> [Task item]: All lines from the one with "Phrase: kart pedal" through the close of the records below are to be set down exactly, and no others.

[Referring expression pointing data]
◆ ◆ ◆ ◆

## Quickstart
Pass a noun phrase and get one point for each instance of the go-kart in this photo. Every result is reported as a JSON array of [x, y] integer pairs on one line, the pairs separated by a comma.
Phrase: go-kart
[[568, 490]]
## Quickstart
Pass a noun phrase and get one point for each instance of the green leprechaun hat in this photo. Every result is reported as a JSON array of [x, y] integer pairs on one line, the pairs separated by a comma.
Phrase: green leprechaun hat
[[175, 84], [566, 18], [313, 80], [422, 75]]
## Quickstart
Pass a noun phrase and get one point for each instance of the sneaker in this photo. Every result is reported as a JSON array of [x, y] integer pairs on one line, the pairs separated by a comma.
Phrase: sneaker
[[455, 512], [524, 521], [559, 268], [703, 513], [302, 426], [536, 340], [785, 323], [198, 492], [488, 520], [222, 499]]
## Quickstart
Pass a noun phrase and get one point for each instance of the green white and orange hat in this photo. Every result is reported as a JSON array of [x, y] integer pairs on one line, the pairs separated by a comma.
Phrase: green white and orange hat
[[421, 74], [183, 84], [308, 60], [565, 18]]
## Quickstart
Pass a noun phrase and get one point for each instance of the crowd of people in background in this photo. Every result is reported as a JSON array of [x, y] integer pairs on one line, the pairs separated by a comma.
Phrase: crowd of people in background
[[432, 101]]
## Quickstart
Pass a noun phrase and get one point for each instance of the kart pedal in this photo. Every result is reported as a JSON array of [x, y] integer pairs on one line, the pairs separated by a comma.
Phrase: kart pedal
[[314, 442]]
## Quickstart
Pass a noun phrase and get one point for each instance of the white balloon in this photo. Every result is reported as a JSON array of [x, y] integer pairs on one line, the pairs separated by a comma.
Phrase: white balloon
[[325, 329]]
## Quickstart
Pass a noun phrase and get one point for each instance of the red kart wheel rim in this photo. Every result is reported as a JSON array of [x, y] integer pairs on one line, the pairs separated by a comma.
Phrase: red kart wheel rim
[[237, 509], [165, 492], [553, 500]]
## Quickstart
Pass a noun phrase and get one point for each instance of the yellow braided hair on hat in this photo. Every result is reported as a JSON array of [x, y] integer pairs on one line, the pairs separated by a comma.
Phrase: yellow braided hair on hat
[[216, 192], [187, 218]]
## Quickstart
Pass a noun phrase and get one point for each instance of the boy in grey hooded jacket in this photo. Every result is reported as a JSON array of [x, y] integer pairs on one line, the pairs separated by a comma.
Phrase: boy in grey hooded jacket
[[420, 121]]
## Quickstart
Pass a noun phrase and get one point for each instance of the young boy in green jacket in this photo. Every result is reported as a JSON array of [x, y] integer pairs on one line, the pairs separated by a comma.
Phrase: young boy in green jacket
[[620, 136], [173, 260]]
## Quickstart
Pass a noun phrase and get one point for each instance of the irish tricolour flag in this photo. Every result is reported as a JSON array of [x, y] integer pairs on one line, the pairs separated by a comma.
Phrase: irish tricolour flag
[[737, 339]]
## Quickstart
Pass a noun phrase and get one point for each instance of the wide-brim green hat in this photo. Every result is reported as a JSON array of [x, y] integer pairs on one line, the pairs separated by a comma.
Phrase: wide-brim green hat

◆ ◆ ◆ ◆

> [Answer space]:
Phrase: kart pedal
[[314, 442]]
## Quickstart
Pass a noun phrase and get one point for each instance of the white balloon in this photo. Every result is reported as a JSON array of [x, y] integer pairs on one line, the pairs separated by a comma.
Phrase: white balloon
[[325, 329]]
## Quickstart
Pass a noun phrase and get one point for each instance of the red kart wheel rim in this photo. Every result is reported as a JSON array of [x, y] integer pairs on one line, the pairs separated by a comma.
Phrase: red kart wheel rim
[[237, 509], [165, 492], [553, 500]]
## Quickstart
Pass a noun phrase and get one point for each instance of the yellow braided hair on hat in this photo. Every result is reported as a JSON array of [x, y] integer pairs on one line, the pairs separated by a comma.
Phrase: yellow braided hair on hat
[[216, 192], [187, 218]]
## Quickstart
Pass a noun phrase and get one point for each instance of the boy in grey hooded jacket in this photo. Every result is reported as a JSON array of [x, y] integer pairs on one line, the pairs separated by a comma.
Phrase: boy in grey hooded jacket
[[420, 121]]
## Quickstart
Pass a noun phrase and get one point for each instance of the young boy in green jacket in this photo. Every result is reported as a JSON array of [x, y] integer pairs on one line, the pairs separated by a comma.
Phrase: young boy in green jacket
[[620, 136], [173, 260]]
## Quickstart
Pass a noun phrase and get one point for each instance of the irish tricolour flag in this photo. Every result is reported as a JSON array of [x, y] integer pairs on one line, the pairs separated by a comma.
Phrase: irish tricolour flag
[[737, 339]]
## Quickstart
Pass a noun phrase and get one point for each instance of the wide-brim green hat in this photo. Every result is reported as a JSON array of [x, y] integer pairs on one line, the pairs separated by a comma.
Phrase: wide-brim green hat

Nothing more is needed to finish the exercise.